* Text excerpt:
┄┄┄┄┄┄┄┄┄┄┄┄┄┄┄┄┄┄┄┄

LT: In the Company of Others is darker than your other work. Was this intentional? What inspired this novel?
JC: It was intentional. It's a dark topic. It was inspired by the damage done to the ecosystems of New Zealand by various organisms brought -- often with the best of intentions -- by early settlers. I wanted to project this into a future where we were dealing with entire planets. What would happen then? What would be the cost to us, those worlds, and what we had unleashed.
I do feel much of this book is a celebration of how we cope, as humans, with the most dire circumstances. We are an adaptable group, given any chance at all. So that part isn't so dark.
LT: Does Dr. Gail Smith bear any resemblance to you and your experiences as a researcher?
JC: We're both short and stubborn?. . .otherwise, the only resemblance is likely that I've always valued cross-fertilization in any field of study. I love learning. At the same time, I'm wary of specialization that excludes other bodies of knowledge. We need people who will step outside their expertise, bring their tools to other areas. A biologist's look at history. An artist's look at physics. That sort of thing.
LT: Tell us about the Quill.
JC: Ah, the Quill. I needed an organism that even an experienced and cautious biologist would overlook as a potential problem on the terraformed worlds. That was the starting point. Then, I needed an organism that could have a devastating effect on those worlds -- sudden and nasty enough that it would stall colonization in its tracks. Lastly without spoiling the story, I wanted to incorporate the search for other intelligent life and its consequences for our movement into space.
LT: Your stories are filled with memorable characters, detail, and complex worlds. Where do you start?
JC: Thank you! Starting points vary a great deal. Often, as I write an initial description, something in it will trigger other aspects. The amphibious aliens on Ret 7, for instance. That entire world, species, culture, and architecture came about simply because I wanted a slimy, untrustworthy car rental agent.
LT: Do you have specific goals when writing a book -- issues you want to explore?
JC: My stories start with a problem, or a question I have about something. For example, Hidden in Sight let me ponder what would happen if two or more species thought they were successfully communicating with one another, but because of their biological natures misunderstood one another to the point where there was a real threat of annihilation. I go at my short fiction the same way. I've a story in Mike Resnick's New Voices in Science Fiction about using DNA as a building material in nanotechnology, "Bubbles and Boxes." It doesn't end well.

┄┄┄┄┄┄┄┄┄┄┄┄┄┄┄┄┄┄┄┄

* Excerpted records:
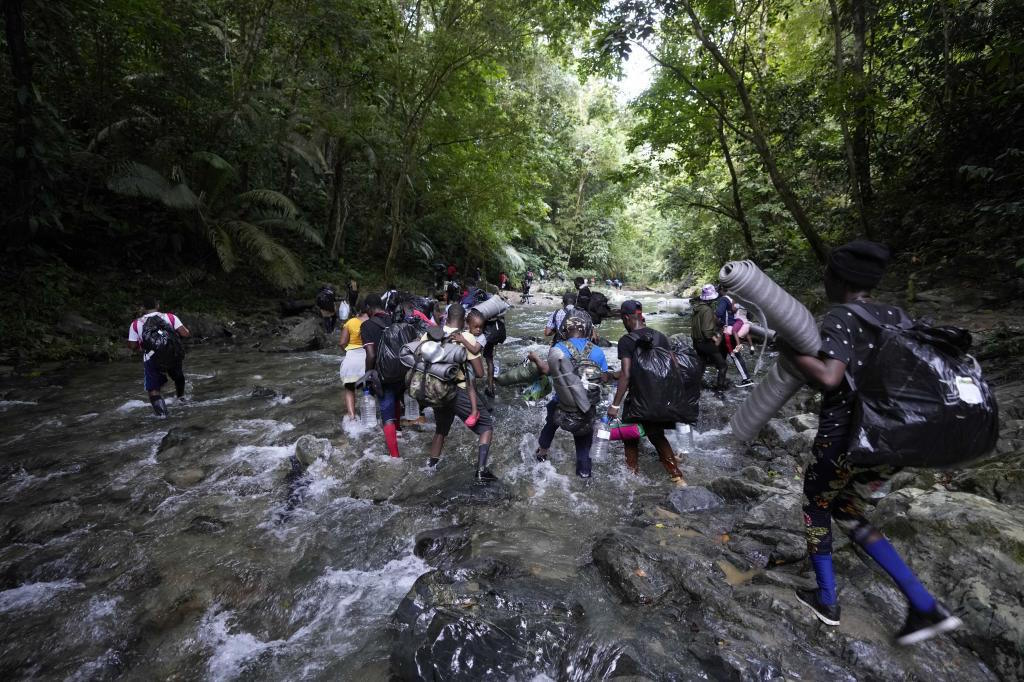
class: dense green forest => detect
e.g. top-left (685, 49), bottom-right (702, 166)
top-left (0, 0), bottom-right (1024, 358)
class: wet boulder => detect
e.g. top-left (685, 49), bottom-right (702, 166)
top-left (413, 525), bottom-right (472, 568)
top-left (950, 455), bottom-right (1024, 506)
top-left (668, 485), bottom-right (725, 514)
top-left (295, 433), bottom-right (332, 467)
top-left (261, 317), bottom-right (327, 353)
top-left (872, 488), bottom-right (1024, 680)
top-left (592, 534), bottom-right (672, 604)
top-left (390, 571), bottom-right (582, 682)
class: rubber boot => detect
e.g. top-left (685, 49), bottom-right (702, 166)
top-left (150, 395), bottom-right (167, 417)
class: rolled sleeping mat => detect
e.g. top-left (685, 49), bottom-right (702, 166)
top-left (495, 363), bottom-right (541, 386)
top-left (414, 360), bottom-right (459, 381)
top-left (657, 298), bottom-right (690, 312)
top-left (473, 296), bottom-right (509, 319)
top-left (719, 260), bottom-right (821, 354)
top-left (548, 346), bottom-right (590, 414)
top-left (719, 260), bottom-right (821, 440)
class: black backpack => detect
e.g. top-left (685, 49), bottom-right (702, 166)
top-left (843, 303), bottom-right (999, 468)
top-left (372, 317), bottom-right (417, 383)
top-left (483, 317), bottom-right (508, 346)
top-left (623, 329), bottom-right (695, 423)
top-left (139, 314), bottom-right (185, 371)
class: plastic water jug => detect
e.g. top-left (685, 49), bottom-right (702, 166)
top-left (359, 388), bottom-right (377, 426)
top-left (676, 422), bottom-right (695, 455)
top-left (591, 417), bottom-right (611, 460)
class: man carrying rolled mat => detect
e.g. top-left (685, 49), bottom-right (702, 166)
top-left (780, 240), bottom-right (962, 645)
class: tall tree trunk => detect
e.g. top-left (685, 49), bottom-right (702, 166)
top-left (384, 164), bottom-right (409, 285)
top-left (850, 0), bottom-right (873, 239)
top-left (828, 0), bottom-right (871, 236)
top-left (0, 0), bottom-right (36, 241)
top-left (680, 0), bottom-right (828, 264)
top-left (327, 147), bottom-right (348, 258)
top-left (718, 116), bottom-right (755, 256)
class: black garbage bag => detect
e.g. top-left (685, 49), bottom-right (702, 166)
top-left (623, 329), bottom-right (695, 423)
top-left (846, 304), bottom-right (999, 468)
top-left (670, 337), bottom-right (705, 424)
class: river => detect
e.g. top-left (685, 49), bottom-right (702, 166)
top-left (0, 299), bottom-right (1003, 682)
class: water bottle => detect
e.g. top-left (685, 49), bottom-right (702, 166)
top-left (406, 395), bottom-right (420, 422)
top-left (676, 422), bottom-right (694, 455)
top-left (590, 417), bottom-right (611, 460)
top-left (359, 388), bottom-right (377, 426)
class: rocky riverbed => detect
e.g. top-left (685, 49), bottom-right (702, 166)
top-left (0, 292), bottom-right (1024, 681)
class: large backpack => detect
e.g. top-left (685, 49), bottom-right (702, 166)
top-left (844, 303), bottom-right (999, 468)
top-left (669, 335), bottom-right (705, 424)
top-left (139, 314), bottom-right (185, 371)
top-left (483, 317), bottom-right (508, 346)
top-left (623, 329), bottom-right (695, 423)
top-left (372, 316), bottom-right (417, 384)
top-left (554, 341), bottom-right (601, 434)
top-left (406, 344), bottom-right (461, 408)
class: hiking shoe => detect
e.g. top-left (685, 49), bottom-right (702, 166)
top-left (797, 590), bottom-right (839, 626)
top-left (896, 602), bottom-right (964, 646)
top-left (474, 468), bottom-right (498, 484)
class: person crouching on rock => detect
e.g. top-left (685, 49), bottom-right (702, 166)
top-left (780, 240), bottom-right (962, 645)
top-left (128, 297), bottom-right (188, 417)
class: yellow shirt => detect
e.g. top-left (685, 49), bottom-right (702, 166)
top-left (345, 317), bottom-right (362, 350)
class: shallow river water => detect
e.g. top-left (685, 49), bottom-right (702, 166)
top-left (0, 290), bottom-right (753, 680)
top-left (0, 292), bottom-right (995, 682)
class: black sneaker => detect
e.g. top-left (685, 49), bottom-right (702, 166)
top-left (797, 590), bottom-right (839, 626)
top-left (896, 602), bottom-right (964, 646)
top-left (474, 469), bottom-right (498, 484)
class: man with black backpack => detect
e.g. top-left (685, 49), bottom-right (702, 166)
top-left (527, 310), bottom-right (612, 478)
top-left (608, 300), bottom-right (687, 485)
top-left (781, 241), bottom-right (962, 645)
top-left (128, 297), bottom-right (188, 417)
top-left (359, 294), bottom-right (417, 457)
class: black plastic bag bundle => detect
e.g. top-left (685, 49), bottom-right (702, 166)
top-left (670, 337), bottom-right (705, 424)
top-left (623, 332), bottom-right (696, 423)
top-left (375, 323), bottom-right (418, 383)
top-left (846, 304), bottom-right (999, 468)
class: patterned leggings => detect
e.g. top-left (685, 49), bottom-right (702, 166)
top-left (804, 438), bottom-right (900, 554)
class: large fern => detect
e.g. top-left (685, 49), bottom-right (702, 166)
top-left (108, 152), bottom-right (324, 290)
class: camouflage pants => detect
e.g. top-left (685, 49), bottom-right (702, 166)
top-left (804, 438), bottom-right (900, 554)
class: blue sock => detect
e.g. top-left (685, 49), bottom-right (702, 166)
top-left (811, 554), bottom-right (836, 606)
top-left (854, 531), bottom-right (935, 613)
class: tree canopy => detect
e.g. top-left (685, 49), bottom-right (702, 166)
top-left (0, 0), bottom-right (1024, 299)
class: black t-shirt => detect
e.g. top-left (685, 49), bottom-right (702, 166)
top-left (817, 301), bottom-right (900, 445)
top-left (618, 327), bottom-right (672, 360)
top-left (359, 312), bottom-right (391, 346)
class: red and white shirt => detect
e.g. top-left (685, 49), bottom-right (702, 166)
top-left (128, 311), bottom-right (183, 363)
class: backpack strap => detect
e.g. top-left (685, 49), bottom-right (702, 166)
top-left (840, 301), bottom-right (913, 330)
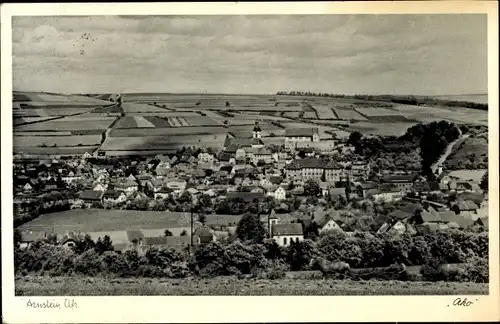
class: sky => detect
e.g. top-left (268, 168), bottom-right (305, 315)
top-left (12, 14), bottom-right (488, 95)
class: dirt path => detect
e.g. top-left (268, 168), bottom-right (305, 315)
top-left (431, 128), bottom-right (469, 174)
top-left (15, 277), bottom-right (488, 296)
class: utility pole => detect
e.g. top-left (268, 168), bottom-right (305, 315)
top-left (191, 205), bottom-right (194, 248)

┄┄┄┄┄┄┄┄┄┄┄┄┄┄┄┄┄┄┄┄

* Goal of the exercise:
Translate this sentence from the interview text into Spanish: "We need people who will step outside their expertise, bring their tools to other areas."

* Response:
Necesitamos personas que salgan de su campo de especialidad y lleven sus herramientas a otras áreas.